== Extracted text ==

▶

(Reuters) - A U.S. federal judge on Thursday blocked abortion restrictions in Alabama that limit how close clinics can be to public schools and ban a procedure used to terminate pregnancies in the second trimester.
Judge Myron Thompson in the District Court for the Middle District of Alabama issued a preliminary injunction, ruling that the laws are likely to be found unconstitutional, according to online court records.
The school-proximity law bans clinics within 2,000 feet of a K-8 public school.
Thompson wrote the law would likely force the closing of clinics in Huntsville and Tuscaloosa, where the majority of abortions in the state are performed, causing an undue burden for women seeking an abortion and other services.
“This burden would become particularly devastating for low-income woman” who would need to arrange lengthy trips to one of the other three clinics in the state for the same services, Thompson wrote.
Thompson wrote that Alabama’s law restricting an abortion method commonly performed in the second trimester of a pregnancy, known as dilation and evacuation, also places an undue burden on women.
The law requires the doctor stop the heart of the fetus before abortion, an “inadequately studied, potentially risky procedure,” he wrote.

◀

== Assignment 1 ==
Quote every sentence in the report on Alabama's abortion restrictions that contains the word "wrote."
== Assignment 2 ==
Write the next few sentences of the report on Alabama's abortion restrictions, picking up after its final sentence.
The items that follow the report on Alabama's abortion restrictions have no connection to it.

== Data shown ==
▶

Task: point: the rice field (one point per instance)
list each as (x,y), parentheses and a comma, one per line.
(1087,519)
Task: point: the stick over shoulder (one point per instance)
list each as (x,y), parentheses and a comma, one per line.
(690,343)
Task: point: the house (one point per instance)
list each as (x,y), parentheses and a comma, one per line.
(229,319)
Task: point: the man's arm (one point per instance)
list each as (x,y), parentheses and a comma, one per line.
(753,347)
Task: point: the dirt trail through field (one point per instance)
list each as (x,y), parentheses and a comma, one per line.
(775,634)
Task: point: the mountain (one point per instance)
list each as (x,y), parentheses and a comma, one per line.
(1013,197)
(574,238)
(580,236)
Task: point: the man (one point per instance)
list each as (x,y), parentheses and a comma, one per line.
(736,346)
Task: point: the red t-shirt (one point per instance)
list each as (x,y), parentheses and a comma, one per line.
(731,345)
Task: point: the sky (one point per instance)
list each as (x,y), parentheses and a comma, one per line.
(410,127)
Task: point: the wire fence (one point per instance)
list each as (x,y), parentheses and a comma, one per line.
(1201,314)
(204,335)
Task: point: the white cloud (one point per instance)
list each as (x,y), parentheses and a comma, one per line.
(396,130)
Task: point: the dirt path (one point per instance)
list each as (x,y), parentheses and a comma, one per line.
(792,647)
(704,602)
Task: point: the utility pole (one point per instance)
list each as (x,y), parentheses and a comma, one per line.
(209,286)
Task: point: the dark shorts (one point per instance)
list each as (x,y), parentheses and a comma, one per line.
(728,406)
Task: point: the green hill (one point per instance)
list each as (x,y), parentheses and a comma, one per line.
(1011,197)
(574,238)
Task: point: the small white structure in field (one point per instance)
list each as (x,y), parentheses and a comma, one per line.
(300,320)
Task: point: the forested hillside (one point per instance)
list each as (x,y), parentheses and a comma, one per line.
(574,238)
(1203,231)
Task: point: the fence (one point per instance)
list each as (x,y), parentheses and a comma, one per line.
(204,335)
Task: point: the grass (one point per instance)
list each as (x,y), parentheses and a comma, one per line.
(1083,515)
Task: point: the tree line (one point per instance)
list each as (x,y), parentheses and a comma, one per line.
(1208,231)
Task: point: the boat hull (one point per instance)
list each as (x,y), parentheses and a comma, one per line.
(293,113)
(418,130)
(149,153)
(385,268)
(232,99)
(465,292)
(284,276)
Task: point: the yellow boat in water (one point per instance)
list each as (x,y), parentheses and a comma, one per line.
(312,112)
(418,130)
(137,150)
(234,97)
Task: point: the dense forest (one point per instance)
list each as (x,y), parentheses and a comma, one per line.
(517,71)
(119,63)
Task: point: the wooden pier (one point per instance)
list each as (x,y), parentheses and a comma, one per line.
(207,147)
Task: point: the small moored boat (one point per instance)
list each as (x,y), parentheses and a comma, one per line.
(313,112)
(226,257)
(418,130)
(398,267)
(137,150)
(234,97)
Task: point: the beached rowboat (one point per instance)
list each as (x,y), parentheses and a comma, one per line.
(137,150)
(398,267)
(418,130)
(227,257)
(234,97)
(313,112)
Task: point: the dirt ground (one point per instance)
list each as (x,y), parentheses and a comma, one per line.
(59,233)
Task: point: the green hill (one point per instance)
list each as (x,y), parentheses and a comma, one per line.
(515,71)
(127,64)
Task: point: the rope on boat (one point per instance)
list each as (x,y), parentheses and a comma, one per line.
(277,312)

◀

== Final answer 1 ==
1. Thompson wrote the law would likely force the closing of clinics in Huntsville and Tuscaloosa, where the majority of abortions in the state are performed, causing an undue burden for women seeking an abortion and other services.
2. "This burden would become particularly devastating for low-income woman" who would need to arrange lengthy trips to one of the other three clinics in the state for the same services, Thompson wrote.
3. Thompson wrote that Alabama's law restricting an abortion method commonly performed in the second trimester of a pregnancy, known as dilation and evacuation, also places an undue burden on women.
4. The law requires the doctor stop the heart of the fetus before abortion, an "inadequately studied, potentially risky procedure," he wrote.

== Final answer 2 ==
The restrictions come amid a wave of laws being adopted by states as conservatives seek to chip away at the U.S. Supreme Court’s landmark 1973 Roe v. Wade decision that legalized abortion.
In June, the U.S. Supreme Court struck down a Texas law imposing strict regulations on facilities that perform abortions.
Under the restrictions, Alabama could be left with three abortion clinics in a state where nearly one million women are of reproductive age, according to the ACLU of Alabama, which filed the lawsuit on behalf of the clinics.
State and ACLU officials were not immediately available for comment.
Alabama Republican Governor Robert Bentley signed the measures into law in May. The laws were to go into effect Aug. 1.
No other states have enacted limits on the proximity of abortion clinics to public schools.